Each record is to be printed again precisely as it reads.

------------------------------

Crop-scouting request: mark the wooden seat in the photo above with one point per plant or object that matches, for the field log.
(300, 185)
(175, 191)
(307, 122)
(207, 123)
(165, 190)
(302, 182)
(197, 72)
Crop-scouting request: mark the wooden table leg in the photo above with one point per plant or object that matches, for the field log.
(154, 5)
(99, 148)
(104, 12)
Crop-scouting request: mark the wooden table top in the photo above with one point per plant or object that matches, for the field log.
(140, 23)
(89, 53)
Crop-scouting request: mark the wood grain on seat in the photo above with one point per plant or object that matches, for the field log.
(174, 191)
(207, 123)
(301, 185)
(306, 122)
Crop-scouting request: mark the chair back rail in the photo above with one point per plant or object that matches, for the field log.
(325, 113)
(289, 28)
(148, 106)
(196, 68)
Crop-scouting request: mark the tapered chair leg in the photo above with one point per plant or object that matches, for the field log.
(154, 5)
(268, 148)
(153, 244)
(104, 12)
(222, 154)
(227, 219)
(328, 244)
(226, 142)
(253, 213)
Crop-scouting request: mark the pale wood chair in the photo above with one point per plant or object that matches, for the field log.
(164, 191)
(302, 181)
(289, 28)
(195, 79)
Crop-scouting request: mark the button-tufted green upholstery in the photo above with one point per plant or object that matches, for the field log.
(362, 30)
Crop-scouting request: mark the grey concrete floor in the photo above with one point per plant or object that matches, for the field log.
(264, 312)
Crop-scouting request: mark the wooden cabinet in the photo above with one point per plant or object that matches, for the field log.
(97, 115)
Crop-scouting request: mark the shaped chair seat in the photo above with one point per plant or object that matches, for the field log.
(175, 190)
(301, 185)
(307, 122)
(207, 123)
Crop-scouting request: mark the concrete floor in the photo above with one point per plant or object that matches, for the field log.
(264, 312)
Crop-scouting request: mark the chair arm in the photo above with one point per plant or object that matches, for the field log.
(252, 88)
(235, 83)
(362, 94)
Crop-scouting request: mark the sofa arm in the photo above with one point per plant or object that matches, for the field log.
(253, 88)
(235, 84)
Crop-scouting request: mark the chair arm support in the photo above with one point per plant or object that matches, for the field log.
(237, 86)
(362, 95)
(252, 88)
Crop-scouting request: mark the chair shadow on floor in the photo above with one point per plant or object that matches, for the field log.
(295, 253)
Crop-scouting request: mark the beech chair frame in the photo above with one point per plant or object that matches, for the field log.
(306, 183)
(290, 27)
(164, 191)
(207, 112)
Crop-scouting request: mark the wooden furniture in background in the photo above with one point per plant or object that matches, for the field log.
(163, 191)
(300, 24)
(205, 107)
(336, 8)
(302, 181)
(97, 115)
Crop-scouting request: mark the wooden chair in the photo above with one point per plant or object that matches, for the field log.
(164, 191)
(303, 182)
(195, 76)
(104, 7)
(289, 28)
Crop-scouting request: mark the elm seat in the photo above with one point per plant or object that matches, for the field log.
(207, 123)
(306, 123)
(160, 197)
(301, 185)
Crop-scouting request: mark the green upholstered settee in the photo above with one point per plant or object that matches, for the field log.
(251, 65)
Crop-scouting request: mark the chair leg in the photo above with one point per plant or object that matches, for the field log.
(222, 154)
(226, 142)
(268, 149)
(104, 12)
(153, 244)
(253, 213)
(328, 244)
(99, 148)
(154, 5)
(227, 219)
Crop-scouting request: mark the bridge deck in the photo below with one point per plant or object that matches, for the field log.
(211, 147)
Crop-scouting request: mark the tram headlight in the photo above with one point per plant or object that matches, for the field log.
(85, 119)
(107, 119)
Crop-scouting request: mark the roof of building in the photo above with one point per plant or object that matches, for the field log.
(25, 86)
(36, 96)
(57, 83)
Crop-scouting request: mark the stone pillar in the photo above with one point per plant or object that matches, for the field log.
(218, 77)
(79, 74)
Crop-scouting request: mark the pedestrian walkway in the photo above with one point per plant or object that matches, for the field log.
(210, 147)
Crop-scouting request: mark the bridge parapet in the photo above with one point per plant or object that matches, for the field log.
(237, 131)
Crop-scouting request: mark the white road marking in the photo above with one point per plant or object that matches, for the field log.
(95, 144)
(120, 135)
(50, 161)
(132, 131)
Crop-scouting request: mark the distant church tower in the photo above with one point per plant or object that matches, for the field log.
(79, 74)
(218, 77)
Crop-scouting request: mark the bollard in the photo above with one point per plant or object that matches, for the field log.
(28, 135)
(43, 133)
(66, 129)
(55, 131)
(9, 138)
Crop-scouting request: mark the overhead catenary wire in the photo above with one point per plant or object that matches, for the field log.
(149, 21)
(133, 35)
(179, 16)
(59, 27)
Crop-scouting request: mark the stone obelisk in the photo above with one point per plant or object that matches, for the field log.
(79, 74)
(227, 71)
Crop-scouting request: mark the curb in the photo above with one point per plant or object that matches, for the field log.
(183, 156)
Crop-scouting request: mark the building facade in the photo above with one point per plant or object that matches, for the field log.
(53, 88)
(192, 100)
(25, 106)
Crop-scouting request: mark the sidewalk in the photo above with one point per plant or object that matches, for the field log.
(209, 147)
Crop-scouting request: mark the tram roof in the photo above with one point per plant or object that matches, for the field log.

------------------------------

**Task result:**
Crop-scouting request: mark the wooden seat in the photo above with one point per plant or object that matches, for the field log.
(300, 185)
(175, 191)
(307, 122)
(207, 123)
(165, 190)
(302, 182)
(197, 72)
Crop-scouting request: mark the wooden table leg in the photo above with one point per plant or object that matches, for the field log.
(154, 5)
(99, 148)
(104, 12)
Crop-scouting request: mark the wooden table top in the photo above with one point per plant or object that matches, for the field log.
(140, 23)
(89, 53)
Crop-scouting request: mark the wood grain on seat in the photo above with one point per plant or object that matches, for the field log.
(174, 191)
(207, 123)
(301, 185)
(306, 122)
Crop-scouting request: mark the chair back rail in the photo above with one point per plant or object that matches, for the field log.
(325, 113)
(289, 28)
(148, 106)
(196, 68)
Crop-scouting request: mark the tapered chair leg in the photo above with one point per plant or object that matches, for the field log.
(154, 5)
(268, 148)
(153, 244)
(104, 12)
(222, 154)
(227, 219)
(328, 244)
(226, 142)
(253, 213)
Crop-scouting request: mark the pale wood chair in the photo above with one point per plant or object that matches, for the field log.
(164, 191)
(302, 181)
(289, 28)
(195, 79)
Crop-scouting request: mark the button-tufted green upholstery in the photo above with one point per plant or object that matches, for the field log.
(362, 30)
Crop-scouting request: mark the grey concrete floor in the photo above with one point per plant or object that matches, for the field log.
(264, 312)
Crop-scouting request: mark the wooden cabinet in the photo above with one point per plant or object that matches, for the field log.
(97, 115)
Crop-scouting request: mark the shaped chair seat in the photo above with one point per plant or object that matches, for the field log.
(175, 190)
(301, 185)
(307, 122)
(207, 123)
Crop-scouting request: mark the concrete floor in the photo above with one point per plant or object that matches, for the field log.
(264, 312)
Crop-scouting request: mark the chair arm in the photo above with one point per plant or object that matches, for the field log.
(252, 88)
(235, 83)
(362, 94)
Crop-scouting request: mark the sofa arm in the photo above with one point per plant or object that matches, for the field log.
(253, 88)
(235, 84)
Crop-scouting request: mark the chair arm support in the photo above with one point per plant or object that matches, for the field log.
(237, 86)
(362, 95)
(252, 88)
Crop-scouting request: mark the chair shadow on floor in the photo above with one point per plant or object that matches, for the field log.
(295, 253)
Crop-scouting request: mark the beech chair frame in the photo above with one point per plant or object that matches, for the field log.
(306, 183)
(290, 27)
(164, 191)
(207, 112)
Crop-scouting request: mark the wooden furniture in background in the photo above with one point per plant or object that matches, for the field log.
(163, 191)
(300, 24)
(205, 107)
(336, 8)
(302, 181)
(97, 115)
Crop-scouting request: mark the wooden chair in the photo above with one point per plant or object that matches, for the field log.
(164, 191)
(303, 182)
(195, 76)
(104, 7)
(289, 28)
Crop-scouting request: mark the elm seat in the photo above with one point per plant or object that matches, for the field log.
(207, 123)
(306, 123)
(160, 197)
(301, 185)
Crop-scouting request: mark the green upholstered settee in the photo above with one point per plant or object that matches, for the field log.
(251, 65)
Crop-scouting request: mark the chair leg in the photo above with one point per plant or object that matches, for the field log.
(222, 154)
(226, 142)
(268, 149)
(104, 12)
(153, 244)
(253, 213)
(328, 244)
(99, 148)
(154, 5)
(227, 219)
Crop-scouting request: mark the bridge deck in the photo below with one point per plant or object that matches, for the field log.
(211, 147)
Crop-scouting request: mark the tram headlight in the photo above with one point per plant or object that matches, for the field log.
(85, 119)
(107, 119)
Crop-scouting request: mark the roof of building in the photo above with one point per plant or object that matches, for the field log.
(25, 86)
(36, 96)
(57, 83)
Crop-scouting request: mark the stone pillar in the photo above with one point per plant or object that matches, for the field log.
(218, 77)
(79, 74)
Crop-scouting request: mark the pedestrian walkway in the photo above with one point per plant or object that matches, for the field log.
(210, 147)
Crop-scouting request: mark the bridge parapet in the photo above with one point per plant or object that matches, for the field log.
(237, 131)
Crop-scouting request: mark the white road marking in the photo above with one point per plant or object that matches, for the field log.
(95, 144)
(120, 135)
(50, 161)
(132, 131)
Crop-scouting request: mark the distant church tower in the photo above with one point per plant or object that matches, for the field log.
(79, 74)
(218, 77)
Crop-scouting request: mark the bollard in the photo above with one point per plant or object that matches, for the field log.
(28, 135)
(43, 133)
(66, 129)
(55, 131)
(9, 138)
Crop-scouting request: mark the overhead catenary wire in the photo above with one point per plant or object that matches, for the field log.
(149, 21)
(133, 35)
(179, 16)
(59, 27)
Crop-scouting request: mark the stone obelisk in the photo above with one point per plant or object that matches, for the field log.
(79, 74)
(227, 71)
Crop-scouting request: mark the curb in the photo above with one point per plant or object that matches, for the field log.
(183, 156)
Crop-scouting request: mark the building facade in the photo above with one point per plant or object that matches, for the field log.
(53, 88)
(192, 100)
(25, 106)
Crop-scouting request: mark the sidewalk in the photo above with one point per plant or object that matches, for the field log.
(209, 147)
Crop-scouting request: mark the tram roof in the photo above with one point per plant or object that matches, for the field log.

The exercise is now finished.